§ **Work required**:
Duplicate the passage of the forum post on middle ear symptoms from "You seem to" to "flutter or not.".

━━ Text under study ━━

Ambroxol is not much of an "anti inflammatory". You probably are feeling the effects on your ET resulting in less pressure build up if you feel those effects. The humidity from a warm shower may be helping open up your ETs as well. It is good for facial pain as well through sodium/calcium channel blocking effects.
The "feeling your ears vibrate" is a typical symptom of TTTS and it sounds like you may have that. The Wim Hof breathing may have somehow caused an inflammatory or hypoxic condition in your middle ear that triggered that.
This goes into detail about what can happen after an acoustic shock:
An Integrative Model Accounting for the Symptom Cluster Triggered After an Acoustic Shock
But I think you may have aspects of it despite no noise trauma.
"Irritating" noise seems to trigger the acoustic reflex more because there is a mental component to that symptom (stress or even just thinking of a loud noise can cause a spasm because it's normally a protective reflex which in this case is dysregulated) which would explain why some noise triggers spasms more.
You seem to be looking at treating this like a strictly inflammatory disease and I think you are oversimplifying it.
Hyperacusis takes months to sometimes years to improve but the most important thing is protecting your ears from noise. If you are regularly exposed to 90 dB factory sounds it means your hyperacusis is not that bad and that's a better prognostic factor for faster healing but wear good ear protection around those sounds whether they cause a flutter or not.
As an aside, the ear drum vibrates in a more discordant way for higher frequency sounds.
In any case, I think LDN is barking up the wrong tree personally. LDN is useful for things like auto immunity but the problem with the inner ear is that the opioid receptors actually contribute to NMDA hyperexcitability through an endogenous opioid peptide released during stress called "dynorphins". It's possible for LDN to make you worse and in fact some people do get worse tinnitus on it.
Personally, I think you should 1) protect your ears, 2) use Ambroxol to keep your ETs clear if needed (even just once a day at night), 3) manage stress as well as possible, 4) be aware if you are clinching your jaw or grinding, 5) don't do things to irritate your ET like Otovent or Valsalva since it seems like it's already irritated, 6) don't increase your intracranial pressure with things like the inversion table you were looking at, 7) try as much as possible to relax and not hop from treatment to treatment or expect immediate results. It takes months to see effects.
@Aaron91 has been talking about Stamet's stack. It may help with stress especially (which is a co factor in this) but I haven't tried this yet.
My plan for middle ear healing is noise protection, Ambroxol nightly, walking at night in the quiet to increase middle ear blood flow. I tried Lion's Mane but it seemed to spike my tinnitus (but settled thankfully) which shows you how individual this all is. After 3 months, I'm about 10-15% better and that's actually really good progress for this to show you how slow it tends to be.

━━━
━━ Dataset extract ━━

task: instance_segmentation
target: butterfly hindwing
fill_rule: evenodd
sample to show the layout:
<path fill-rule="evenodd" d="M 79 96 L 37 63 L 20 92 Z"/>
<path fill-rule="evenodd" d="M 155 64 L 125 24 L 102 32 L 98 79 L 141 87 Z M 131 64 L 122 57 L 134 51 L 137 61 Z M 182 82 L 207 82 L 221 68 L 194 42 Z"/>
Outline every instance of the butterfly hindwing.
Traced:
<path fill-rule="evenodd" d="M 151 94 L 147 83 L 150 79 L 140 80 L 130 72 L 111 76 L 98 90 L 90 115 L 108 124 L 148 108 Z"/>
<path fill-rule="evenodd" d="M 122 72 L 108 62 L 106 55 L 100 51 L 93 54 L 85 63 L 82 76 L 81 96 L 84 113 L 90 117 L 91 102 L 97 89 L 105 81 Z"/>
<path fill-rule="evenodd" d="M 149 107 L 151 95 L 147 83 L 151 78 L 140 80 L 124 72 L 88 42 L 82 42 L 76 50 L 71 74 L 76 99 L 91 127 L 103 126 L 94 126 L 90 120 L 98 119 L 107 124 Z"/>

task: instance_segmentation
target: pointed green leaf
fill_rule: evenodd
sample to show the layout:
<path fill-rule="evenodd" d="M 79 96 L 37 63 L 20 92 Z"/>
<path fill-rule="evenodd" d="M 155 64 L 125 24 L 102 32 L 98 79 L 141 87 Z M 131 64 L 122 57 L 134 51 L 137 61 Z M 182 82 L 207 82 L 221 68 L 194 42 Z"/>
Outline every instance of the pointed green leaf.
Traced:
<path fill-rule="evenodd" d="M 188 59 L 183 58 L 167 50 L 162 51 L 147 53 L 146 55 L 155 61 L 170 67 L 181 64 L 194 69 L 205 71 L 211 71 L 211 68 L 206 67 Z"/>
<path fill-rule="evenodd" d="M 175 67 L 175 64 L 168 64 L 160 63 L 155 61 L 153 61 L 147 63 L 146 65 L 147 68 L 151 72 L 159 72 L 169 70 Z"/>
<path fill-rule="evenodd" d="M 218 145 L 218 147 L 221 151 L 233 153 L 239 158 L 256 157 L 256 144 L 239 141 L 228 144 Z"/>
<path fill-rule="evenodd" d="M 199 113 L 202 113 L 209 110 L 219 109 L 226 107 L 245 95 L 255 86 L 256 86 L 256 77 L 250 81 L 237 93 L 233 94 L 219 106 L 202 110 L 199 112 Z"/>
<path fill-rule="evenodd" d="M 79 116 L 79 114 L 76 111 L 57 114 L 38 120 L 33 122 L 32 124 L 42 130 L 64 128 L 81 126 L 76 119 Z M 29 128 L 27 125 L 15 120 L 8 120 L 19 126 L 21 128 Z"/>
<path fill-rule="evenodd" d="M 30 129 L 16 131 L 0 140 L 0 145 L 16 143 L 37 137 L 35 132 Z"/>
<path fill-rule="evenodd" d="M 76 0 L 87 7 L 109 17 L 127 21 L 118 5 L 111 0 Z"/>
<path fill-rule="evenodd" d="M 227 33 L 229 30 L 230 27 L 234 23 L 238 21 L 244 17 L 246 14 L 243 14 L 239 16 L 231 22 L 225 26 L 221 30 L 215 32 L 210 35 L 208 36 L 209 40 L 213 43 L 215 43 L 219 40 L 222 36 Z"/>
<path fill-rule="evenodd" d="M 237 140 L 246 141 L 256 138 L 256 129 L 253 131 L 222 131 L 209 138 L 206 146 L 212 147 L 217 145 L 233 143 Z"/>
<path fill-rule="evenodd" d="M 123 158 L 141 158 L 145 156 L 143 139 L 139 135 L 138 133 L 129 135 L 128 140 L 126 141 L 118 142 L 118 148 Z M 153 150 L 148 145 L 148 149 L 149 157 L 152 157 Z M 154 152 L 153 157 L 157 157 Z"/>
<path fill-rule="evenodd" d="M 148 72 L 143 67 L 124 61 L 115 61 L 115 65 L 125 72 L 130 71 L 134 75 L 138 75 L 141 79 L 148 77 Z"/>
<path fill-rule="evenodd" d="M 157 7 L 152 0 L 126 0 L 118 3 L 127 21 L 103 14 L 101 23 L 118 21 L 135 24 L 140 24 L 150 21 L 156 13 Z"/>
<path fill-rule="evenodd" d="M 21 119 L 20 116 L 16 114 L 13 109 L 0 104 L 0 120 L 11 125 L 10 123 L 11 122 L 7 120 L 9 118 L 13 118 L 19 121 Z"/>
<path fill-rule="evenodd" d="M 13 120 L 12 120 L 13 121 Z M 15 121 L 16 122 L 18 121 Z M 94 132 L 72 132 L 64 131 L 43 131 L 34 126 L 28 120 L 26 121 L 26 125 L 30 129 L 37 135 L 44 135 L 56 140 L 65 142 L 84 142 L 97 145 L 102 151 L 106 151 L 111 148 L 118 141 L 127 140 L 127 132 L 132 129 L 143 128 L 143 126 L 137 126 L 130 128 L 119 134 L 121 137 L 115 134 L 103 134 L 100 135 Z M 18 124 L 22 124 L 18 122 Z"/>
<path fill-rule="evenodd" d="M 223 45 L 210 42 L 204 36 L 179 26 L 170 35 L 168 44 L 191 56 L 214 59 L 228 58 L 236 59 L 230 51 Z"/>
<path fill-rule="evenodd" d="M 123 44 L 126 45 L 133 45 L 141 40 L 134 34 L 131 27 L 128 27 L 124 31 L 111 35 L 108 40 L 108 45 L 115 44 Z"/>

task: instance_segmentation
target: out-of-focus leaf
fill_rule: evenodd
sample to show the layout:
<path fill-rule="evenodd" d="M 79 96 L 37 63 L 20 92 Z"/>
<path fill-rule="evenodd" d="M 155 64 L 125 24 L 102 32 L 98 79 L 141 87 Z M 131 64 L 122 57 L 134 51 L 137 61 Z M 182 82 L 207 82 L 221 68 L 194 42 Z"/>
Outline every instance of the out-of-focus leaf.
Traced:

━━━

§ **Exercise solution**:
You seem to be looking at treating this like a strictly inflammatory disease and I think you are oversimplifying it.
Hyperacusis takes months to sometimes years to improve but the most important thing is protecting your ears from noise. If you are regularly exposed to 90 dB factory sounds it means your hyperacusis is not that bad and that's a better prognostic factor for faster healing but wear good ear protection around those sounds whether they cause a flutter or not.